#### Written problem
Retype all of the pointing data below line for line, changing nothing.

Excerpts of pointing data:

┌──

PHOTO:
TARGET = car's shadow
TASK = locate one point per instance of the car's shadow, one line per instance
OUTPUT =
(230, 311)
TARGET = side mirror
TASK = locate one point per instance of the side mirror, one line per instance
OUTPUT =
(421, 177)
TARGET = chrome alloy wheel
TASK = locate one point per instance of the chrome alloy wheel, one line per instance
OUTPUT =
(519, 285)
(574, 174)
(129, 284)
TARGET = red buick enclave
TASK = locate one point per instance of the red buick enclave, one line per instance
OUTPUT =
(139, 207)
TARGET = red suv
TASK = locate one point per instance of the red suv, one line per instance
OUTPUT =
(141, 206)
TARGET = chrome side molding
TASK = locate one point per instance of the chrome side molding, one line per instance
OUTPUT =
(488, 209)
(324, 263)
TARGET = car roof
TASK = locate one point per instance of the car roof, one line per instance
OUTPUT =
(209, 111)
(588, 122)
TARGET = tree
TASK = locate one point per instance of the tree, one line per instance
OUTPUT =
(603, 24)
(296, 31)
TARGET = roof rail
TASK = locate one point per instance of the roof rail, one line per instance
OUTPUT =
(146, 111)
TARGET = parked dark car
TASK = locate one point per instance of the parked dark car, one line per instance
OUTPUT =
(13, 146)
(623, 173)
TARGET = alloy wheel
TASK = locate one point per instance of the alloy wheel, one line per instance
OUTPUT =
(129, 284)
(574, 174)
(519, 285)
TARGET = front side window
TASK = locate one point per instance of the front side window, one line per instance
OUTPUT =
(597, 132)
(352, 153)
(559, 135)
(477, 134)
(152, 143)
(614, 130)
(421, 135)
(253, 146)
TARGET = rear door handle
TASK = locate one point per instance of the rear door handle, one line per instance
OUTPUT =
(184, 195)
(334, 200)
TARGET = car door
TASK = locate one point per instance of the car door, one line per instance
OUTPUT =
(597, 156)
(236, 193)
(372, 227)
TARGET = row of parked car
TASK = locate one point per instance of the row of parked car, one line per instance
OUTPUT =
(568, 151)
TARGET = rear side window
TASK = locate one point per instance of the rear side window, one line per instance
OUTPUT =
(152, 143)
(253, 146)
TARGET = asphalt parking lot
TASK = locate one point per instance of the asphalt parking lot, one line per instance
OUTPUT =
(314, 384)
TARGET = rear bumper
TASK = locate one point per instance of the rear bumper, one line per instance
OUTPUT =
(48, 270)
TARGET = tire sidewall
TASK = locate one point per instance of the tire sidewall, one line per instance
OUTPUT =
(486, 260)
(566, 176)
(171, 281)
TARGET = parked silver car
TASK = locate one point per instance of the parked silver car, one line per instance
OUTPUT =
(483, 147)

└──

#### Written solution
PHOTO:
TARGET = car's shadow
TASK = locate one point per instance of the car's shadow, one line per instance
OUTPUT =
(230, 311)
TARGET = side mirror
TASK = locate one point per instance of the side mirror, one line per instance
OUTPUT =
(421, 177)
TARGET = chrome alloy wheel
TASK = locate one point per instance of the chrome alloy wheel, one line per instance
OUTPUT =
(519, 285)
(574, 174)
(129, 284)
TARGET = red buick enclave
TASK = locate one point per instance of the red buick enclave, one line per instance
OUTPUT =
(139, 207)
TARGET = red suv
TASK = locate one point per instance of the red suv, one line per instance
OUTPUT =
(141, 206)
TARGET = chrome side molding
TASK = locate one point per instance of the chrome side molding, one line per instance
OUTPUT =
(488, 209)
(324, 263)
TARGET = car roof
TASK = locate one point per instance of the car roof, one line per instance
OUTPUT =
(209, 111)
(588, 122)
TARGET = tree
TASK = locate one point per instance of the tree, one line per instance
OUTPUT =
(603, 24)
(296, 31)
TARGET = roof rail
TASK = locate one point per instance of the roof rail, one line per instance
OUTPUT =
(146, 111)
TARGET = parked dark car
TASK = locate one point per instance of the parked dark car, one line per instance
OUTPUT =
(13, 146)
(623, 173)
TARGET = alloy wheel
TASK = locate one point per instance of the alloy wheel, one line per instance
OUTPUT =
(129, 284)
(574, 174)
(519, 285)
TARGET = front side window
TASK = locate one point per instance of the front side window, one line per instance
OUTPUT =
(597, 132)
(352, 153)
(559, 135)
(477, 134)
(152, 143)
(614, 130)
(421, 135)
(253, 146)
TARGET = rear door handle
TASK = locate one point per instance of the rear door handle, one line per instance
OUTPUT =
(184, 195)
(334, 200)
TARGET = car door
TASK = locate one point per instance of the car door, one line per instance
OUTPUT =
(597, 156)
(236, 193)
(372, 227)
TARGET = row of parked car
TASK = locate one point per instance of the row of parked car, one line per instance
OUTPUT =
(568, 151)
TARGET = rear side window
TASK = locate one point per instance of the rear side window, one line per instance
OUTPUT =
(152, 143)
(253, 146)
TARGET = asphalt parking lot
TASK = locate one point per instance of the asphalt parking lot, one line per instance
OUTPUT =
(314, 384)
TARGET = rear bumper
TASK = locate one point per instance of the rear bumper, one line per instance
OUTPUT =
(48, 270)
TARGET = tire sidewall
TASK = locate one point per instance of the tire sidewall, one line per instance
OUTPUT =
(486, 260)
(566, 176)
(171, 281)
TARGET = parked silver car
TASK = locate one point per instance of the parked silver car, one line per instance
OUTPUT =
(483, 147)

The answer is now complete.